> _Gestellte Aufgabe A_: Schreiben Sie aus dem Text über Berlin kurz vor Weihnachten die Stelle ab, die bei „Wo sind all“ beginnt und bei „eher ruhig entgegendämmert.“ endet.
> _Gestellte Aufgabe B_: Erklären Sie anhand des Textes über Berlin kurz vor Weihnachten, warum es am Hauptbahnhof trotz volleren Zügen kein Chaos gibt.

Die Stadt ist voll – und fühlt sich ruhig an.

Wo sind all die ganzen Leute hin? Am Freitag geht es in den Arkaden am Potsdamer Platz beschaulich zu – und das am Tag vor Heiligabend! Am Hauptbahnhof sind zwar die Züge voller und die Reisetaschen dicker als sonst, aber von Chaos und Gedränge keine Spur, zumal keine Schneeflocke die Züge herausfordert. Auch auf den Berliner Flughäfen herrscht Normalbetrieb. Vielleicht liegt es am arbeitgeberfreundlichen Wochenendtermin, dass die Stadt diesem Weihnachtsfest eher ruhig entgegendämmert.

Am gedämpften Licht wird sich Heiligabend wenig ändern. Nach einem verregneten Vormittag könne die Sonne nur kurz herauskommen, bevor sie untergeht, sagt Dennis Dalter vom Wetterdienst Meteogroup. Immerhin ist der Regen mit sieben Grad recht lau. Grau und mild gehe es weiter, wobei kräftiger Wind die Lichterketten draußen schaukeln lässt – sofern keine Böe den ganzen Baum fällt. Richtung Silvester werde es einen Tick kälter, aber Neujahr wieder wärmer, prophezeit Dalter. Frost sei nicht in Sicht – im Gegensatz zum Vorjahr, als die Schneedecke über Weihnachten von 22 auf 32 Zentimeter wuchs und mancher kaum aus der Parklücke kam, als er am späten Heiligabend die Oma nach Hause bringen wollte.

[Datensatzauszüge zum Zeigen auf Objekte]
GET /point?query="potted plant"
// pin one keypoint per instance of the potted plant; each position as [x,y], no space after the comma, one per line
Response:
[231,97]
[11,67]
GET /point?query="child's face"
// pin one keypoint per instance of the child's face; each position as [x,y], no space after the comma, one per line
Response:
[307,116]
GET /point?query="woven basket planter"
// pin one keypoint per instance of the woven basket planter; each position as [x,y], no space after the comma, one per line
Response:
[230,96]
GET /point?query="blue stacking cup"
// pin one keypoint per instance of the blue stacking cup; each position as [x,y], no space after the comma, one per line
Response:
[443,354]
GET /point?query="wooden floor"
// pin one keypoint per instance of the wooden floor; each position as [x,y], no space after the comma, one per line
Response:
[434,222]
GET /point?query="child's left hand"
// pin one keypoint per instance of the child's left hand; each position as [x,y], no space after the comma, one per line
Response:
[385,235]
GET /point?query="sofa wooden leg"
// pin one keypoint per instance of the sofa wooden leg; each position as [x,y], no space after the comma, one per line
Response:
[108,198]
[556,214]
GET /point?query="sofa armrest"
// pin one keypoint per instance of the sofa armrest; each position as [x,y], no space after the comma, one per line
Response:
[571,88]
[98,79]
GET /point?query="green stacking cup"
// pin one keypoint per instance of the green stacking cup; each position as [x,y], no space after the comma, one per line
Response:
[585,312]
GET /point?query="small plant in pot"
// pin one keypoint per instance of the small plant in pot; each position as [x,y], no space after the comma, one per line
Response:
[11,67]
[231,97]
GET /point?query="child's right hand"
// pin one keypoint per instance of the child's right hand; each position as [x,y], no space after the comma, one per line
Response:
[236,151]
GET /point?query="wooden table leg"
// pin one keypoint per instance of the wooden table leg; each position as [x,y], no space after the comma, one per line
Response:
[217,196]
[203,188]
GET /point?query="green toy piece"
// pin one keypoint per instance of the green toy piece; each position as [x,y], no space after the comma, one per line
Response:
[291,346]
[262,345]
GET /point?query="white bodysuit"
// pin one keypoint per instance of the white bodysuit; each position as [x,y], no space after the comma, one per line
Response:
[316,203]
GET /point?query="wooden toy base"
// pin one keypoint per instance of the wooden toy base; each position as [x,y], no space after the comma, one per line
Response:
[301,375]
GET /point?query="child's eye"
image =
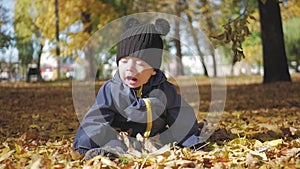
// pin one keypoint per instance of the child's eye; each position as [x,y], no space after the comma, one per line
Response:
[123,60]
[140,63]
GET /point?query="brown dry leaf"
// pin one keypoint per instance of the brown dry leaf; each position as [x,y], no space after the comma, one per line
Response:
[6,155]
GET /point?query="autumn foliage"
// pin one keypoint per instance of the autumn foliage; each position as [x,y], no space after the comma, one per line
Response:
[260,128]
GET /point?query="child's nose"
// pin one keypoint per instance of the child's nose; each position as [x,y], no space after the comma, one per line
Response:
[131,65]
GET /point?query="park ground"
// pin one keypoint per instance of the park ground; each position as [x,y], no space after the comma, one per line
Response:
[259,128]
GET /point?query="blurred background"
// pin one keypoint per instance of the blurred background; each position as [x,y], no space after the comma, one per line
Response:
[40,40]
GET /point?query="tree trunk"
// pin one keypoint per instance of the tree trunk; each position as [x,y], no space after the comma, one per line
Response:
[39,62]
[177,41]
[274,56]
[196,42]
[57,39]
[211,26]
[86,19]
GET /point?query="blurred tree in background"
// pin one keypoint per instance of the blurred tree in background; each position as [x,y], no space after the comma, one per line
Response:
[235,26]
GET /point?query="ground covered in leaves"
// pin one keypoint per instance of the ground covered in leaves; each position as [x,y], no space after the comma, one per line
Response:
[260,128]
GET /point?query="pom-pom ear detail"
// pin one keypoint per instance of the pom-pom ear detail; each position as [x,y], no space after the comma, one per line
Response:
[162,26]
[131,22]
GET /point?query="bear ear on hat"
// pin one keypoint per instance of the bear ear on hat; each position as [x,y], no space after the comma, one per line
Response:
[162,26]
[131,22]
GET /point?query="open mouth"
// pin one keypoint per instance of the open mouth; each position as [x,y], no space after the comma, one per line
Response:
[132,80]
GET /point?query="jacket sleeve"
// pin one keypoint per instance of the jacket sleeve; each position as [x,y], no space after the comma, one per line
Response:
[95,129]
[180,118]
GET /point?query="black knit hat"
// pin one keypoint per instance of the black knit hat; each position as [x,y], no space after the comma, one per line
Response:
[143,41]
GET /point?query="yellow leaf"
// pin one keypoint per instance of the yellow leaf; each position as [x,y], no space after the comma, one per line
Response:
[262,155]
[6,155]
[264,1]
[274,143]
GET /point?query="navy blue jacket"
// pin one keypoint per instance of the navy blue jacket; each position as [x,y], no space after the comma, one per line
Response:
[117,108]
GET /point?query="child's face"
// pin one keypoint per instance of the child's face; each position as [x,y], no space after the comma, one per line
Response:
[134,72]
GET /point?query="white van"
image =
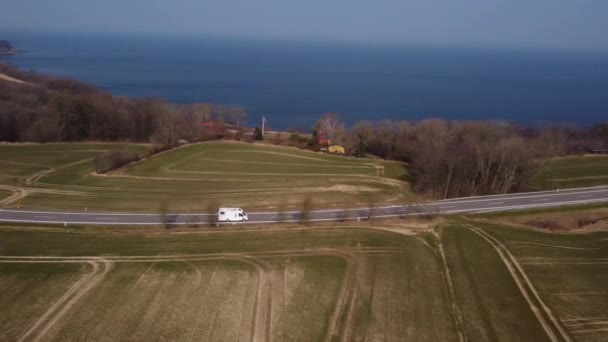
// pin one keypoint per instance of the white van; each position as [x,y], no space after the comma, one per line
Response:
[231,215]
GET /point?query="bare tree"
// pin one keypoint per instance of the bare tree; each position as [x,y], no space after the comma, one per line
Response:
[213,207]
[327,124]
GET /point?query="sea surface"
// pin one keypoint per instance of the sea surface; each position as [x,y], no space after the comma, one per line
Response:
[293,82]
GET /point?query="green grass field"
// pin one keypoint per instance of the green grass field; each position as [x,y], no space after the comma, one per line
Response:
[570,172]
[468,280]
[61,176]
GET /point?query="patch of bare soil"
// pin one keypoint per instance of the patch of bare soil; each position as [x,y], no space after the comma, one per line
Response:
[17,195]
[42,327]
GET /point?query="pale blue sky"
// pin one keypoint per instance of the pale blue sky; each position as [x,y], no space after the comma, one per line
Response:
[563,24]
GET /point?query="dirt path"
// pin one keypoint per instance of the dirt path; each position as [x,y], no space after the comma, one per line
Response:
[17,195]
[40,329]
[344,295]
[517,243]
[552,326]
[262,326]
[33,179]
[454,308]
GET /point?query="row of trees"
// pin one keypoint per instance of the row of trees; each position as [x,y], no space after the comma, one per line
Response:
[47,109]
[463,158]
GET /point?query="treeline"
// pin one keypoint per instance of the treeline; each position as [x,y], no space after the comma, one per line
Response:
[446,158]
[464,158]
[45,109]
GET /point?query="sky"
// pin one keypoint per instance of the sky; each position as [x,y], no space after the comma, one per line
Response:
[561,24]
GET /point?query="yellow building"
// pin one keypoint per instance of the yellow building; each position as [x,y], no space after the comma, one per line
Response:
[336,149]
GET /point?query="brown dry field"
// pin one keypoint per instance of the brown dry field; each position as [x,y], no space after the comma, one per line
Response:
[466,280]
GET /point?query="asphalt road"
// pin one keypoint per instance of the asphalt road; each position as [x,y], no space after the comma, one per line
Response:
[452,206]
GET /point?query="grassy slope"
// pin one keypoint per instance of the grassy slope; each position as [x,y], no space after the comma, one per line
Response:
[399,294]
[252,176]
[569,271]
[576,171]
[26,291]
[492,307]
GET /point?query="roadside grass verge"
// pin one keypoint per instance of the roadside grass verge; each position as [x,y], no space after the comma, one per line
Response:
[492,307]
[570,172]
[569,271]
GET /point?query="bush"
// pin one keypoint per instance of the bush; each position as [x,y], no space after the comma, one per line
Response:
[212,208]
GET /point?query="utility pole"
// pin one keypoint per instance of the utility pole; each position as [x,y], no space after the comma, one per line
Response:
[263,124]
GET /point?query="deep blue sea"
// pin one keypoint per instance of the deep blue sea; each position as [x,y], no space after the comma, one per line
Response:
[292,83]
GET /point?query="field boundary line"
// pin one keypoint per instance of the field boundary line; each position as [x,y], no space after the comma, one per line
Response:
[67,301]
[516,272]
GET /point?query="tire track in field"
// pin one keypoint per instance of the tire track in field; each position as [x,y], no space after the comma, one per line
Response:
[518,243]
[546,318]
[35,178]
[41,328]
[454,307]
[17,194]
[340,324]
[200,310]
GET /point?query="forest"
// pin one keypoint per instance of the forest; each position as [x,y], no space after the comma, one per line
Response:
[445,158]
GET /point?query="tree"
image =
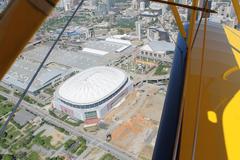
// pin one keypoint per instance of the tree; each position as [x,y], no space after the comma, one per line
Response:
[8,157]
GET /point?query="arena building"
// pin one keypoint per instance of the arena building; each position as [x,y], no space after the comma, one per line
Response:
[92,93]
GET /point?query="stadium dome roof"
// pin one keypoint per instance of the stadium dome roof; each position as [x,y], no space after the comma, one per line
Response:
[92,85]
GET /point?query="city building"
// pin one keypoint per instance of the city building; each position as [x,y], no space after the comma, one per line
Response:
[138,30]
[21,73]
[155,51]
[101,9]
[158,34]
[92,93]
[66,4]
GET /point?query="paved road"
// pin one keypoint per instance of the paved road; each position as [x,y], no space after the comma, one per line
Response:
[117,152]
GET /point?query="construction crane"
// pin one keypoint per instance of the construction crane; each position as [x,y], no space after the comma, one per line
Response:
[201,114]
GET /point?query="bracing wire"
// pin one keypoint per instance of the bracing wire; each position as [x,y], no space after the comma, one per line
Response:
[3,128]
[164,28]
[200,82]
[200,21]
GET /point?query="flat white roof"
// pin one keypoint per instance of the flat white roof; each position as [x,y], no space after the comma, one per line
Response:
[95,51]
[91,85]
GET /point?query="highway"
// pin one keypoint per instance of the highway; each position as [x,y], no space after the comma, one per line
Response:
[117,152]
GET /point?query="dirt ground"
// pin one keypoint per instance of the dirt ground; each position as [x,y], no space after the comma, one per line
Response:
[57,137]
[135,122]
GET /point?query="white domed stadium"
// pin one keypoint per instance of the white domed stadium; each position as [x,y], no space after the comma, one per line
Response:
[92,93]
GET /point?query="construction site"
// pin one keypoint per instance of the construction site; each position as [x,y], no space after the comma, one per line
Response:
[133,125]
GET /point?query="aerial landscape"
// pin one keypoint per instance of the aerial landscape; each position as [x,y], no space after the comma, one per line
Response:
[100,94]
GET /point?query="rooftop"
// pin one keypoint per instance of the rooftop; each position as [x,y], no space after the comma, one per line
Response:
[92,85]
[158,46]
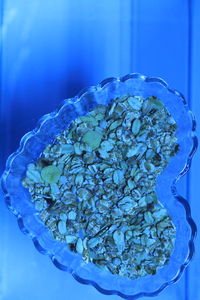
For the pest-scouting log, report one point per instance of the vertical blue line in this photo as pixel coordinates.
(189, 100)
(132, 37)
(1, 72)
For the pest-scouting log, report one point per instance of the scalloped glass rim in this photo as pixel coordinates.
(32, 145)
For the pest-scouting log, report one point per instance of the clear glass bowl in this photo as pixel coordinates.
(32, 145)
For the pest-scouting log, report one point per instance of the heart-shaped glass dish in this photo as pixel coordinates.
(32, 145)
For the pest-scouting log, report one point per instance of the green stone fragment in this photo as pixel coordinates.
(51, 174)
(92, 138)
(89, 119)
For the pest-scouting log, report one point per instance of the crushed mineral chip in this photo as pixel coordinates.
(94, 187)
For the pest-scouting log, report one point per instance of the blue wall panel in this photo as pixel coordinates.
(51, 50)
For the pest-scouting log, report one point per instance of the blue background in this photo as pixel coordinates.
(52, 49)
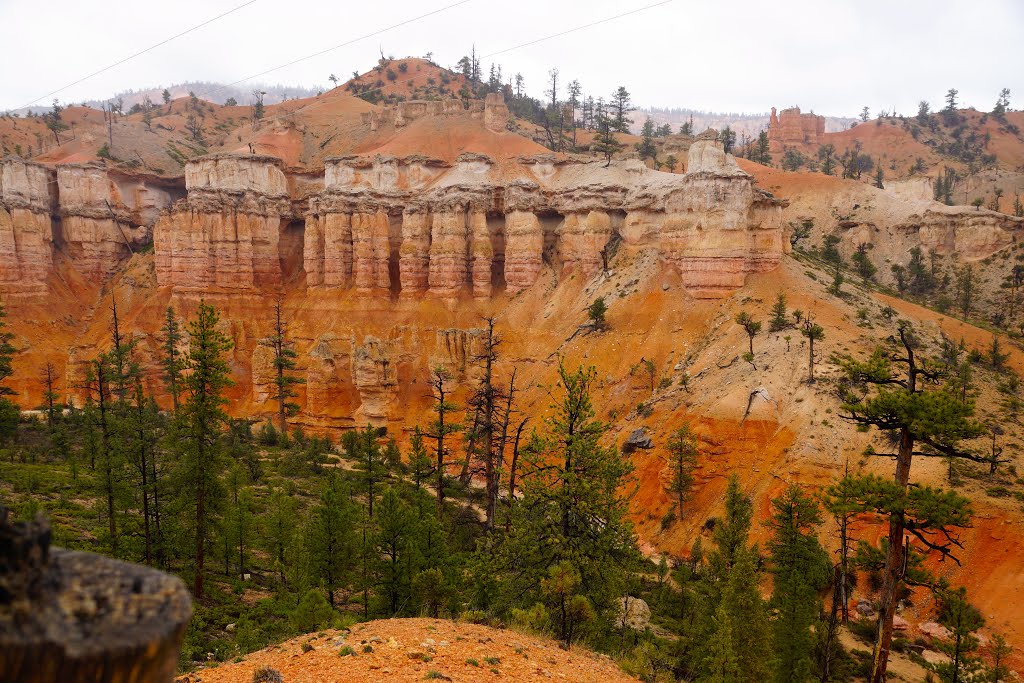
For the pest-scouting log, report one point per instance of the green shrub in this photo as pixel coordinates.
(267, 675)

> _Richtige Lösung A_:
Wo sind all die ganzen Leute hin? Am Freitag geht es in den Arkaden am Potsdamer Platz beschaulich zu – und das am Tag vor Heiligabend! Am Hauptbahnhof sind zwar die Züge voller und die Reisetaschen dicker als sonst, aber von Chaos und Gedränge keine Spur, zumal keine Schneeflocke die Züge herausfordert. Auch auf den Berliner Flughäfen herrscht Normalbetrieb. Vielleicht liegt es am arbeitgeberfreundlichen Wochenendtermin, dass die Stadt diesem Weihnachtsfest eher ruhig entgegendämmert.

> _Richtige Lösung B_: Am Hauptbahnhof sind die Züge zwar voller und die Reisetaschen dicker als sonst. Von Chaos und Gedränge ist aber keine Spur, zumal keine Schneeflocke die Züge herausfordert.